Copy out every one of the rows below word for word. Leave the pictures out.
— Begin Data extract —
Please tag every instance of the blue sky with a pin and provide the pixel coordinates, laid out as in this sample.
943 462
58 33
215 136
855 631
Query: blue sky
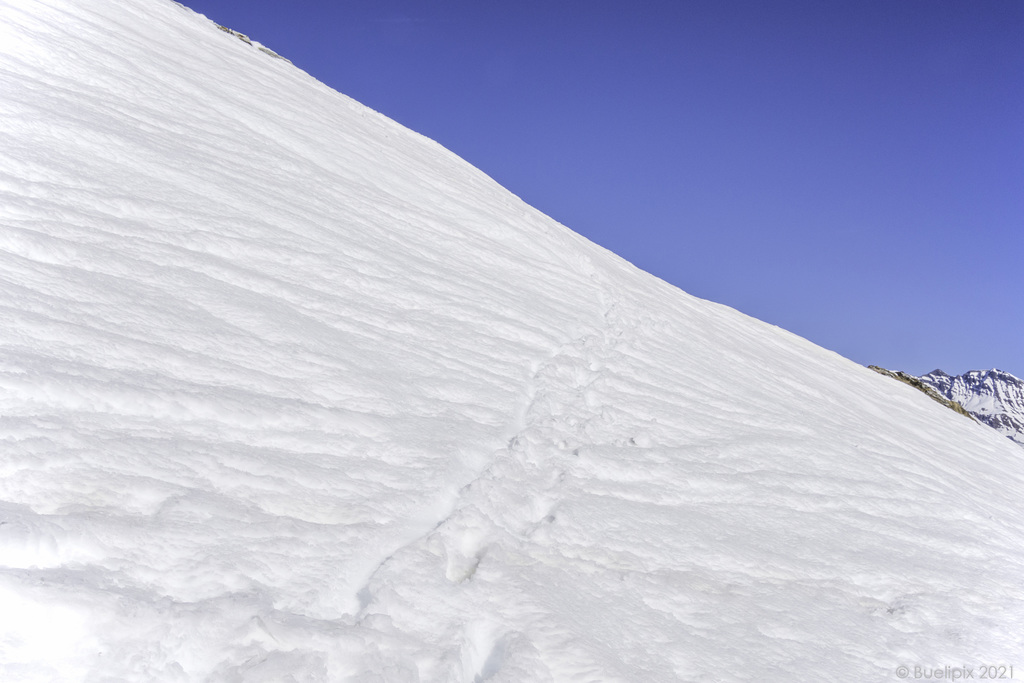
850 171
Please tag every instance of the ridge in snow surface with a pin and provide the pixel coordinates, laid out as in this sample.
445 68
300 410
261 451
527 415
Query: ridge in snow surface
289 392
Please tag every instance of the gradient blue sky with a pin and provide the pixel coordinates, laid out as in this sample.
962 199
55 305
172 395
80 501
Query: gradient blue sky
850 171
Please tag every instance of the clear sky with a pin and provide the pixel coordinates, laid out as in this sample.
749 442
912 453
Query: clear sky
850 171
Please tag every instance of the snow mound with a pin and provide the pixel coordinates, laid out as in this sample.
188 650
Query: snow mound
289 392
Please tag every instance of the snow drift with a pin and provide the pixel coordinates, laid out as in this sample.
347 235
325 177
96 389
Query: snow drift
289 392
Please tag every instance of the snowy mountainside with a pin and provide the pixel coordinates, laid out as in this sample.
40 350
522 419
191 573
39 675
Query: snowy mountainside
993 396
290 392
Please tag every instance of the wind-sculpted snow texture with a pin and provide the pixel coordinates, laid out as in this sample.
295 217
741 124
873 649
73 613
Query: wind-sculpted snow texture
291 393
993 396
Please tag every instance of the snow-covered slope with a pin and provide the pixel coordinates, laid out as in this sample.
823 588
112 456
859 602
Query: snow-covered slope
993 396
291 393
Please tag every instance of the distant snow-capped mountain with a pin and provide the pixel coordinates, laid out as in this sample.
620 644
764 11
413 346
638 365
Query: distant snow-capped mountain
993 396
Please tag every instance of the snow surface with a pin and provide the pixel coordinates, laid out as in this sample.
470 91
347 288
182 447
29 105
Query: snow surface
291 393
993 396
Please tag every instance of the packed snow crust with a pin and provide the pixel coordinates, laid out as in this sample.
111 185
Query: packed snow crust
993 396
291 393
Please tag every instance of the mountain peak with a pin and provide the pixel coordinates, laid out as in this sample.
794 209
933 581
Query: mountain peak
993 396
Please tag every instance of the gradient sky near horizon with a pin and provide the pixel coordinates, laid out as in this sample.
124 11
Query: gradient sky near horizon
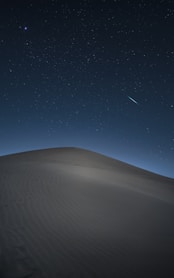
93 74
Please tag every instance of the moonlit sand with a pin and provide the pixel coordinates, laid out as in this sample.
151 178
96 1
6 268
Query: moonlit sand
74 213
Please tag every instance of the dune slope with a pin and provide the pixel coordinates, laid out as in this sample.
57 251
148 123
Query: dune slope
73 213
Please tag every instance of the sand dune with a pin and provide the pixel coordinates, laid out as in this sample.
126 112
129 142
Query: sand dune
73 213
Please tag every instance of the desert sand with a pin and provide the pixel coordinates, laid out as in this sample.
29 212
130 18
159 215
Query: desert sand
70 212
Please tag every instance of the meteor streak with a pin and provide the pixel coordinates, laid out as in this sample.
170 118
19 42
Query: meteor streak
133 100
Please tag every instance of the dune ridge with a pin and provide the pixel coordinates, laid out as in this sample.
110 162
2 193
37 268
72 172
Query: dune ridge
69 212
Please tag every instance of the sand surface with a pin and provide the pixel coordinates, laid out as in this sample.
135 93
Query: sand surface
— End Data extract —
Written answer:
Please tag every instance of the blue sky with a pin and provide the pixel coordinates, laid out as in this sample.
943 462
58 33
215 136
855 631
Query: blue sky
850 171
Please tag every instance of the ridge in snow surface with a pin and provide the pixel coordinates, laid out as in this sample.
445 68
300 410
261 451
527 415
Query: ridge in snow surface
289 392
Please tag every instance of the gradient blue sky with a pin and provide the pixel coordinates, laid out as in this sample.
962 199
55 305
172 395
80 501
Query: gradient blue sky
850 171
Please tag every instance of the clear sky with a pin and provide the pixel coordinates, laid out as in this sample.
749 442
912 453
Query: clear sky
850 171
Please tag every instance of the snow mound with a pin and provide the pixel coordinates, laid out as in this sample.
188 650
Query: snow mound
289 392
Please tag every instance of the snow drift with a pin and provide the pixel coordinates, laid out as in this sample.
347 235
325 177
96 389
Query: snow drift
289 392
Please tag every instance of the snowy mountainside with a pin and provide the pixel coordinates, laid out as in this sample.
40 350
522 419
191 573
39 675
Query: snowy mountainside
993 396
290 392
Please tag every instance of the wind-sculpted snow texture with a pin and provide the pixel coordinates, laid out as in this sample.
295 217
741 124
873 649
73 613
Query: wind-sculpted snow texture
291 393
993 396
Please tag every instance of the snow-covered slope with a pin and provide the pixel coordinates, laid out as in this sample.
823 588
112 456
859 602
Query: snow-covered slope
993 396
291 393
Please tag every instance of the distant snow-capped mountain with a pin and provide the pixel coordinates, laid out as in this sample.
620 644
764 11
413 346
638 365
Query: distant snow-capped mountain
993 396
Please tag every instance of the snow surface with a pin and provide the pixel coordinates, laid out as in this sample.
470 91
347 288
182 447
29 105
Query: snow surface
291 393
993 396
Please tag every instance of the packed snow crust with a pin and provide the pixel coordinates, laid out as in this sample.
111 185
Query: packed snow crust
993 396
291 393
Please tag every instance of the mountain peak with a pin and provide the pixel coordinates, laid out as in this sample.
794 209
933 581
Query: mountain peak
993 396
Please tag every instance of the gradient sky near horizon with a pin and provide the pixel coordinates, laid out as in this sample.
124 11
Query: gradient sky near horizon
93 74
Please tag every instance of the moonlit sand with a pin and provide the pixel coordinates, laid out as in this sample.
151 178
96 1
6 268
Query: moonlit sand
74 213
Please tag every instance of the dune slope with a pin and provide the pixel coordinates, laid out as in this sample.
57 251
148 123
Query: dune slope
73 213
Please tag every instance of the sand dune with a pin and provide the pixel coordinates, laid out as in this sample.
126 112
129 142
Query: sand dune
73 213
Please tag every instance of the desert sand with a pin and provide the pixel coordinates, laid out as in this sample.
29 212
130 18
159 215
Query: desert sand
70 212
Please tag every instance of the meteor streak with a pin and provide the pixel coordinates, laid out as in this sample.
170 118
19 42
Query: meteor streak
133 100
Please tag every instance of the dune ridge with a pin and provide the pixel coordinates, laid out as in this sample.
110 162
2 193
37 268
72 172
Query: dune ridge
69 212
Please tag every instance of the sand surface with a pin and provide the pixel coordinates, laid out as in this sample.
135 93
Query: sand surface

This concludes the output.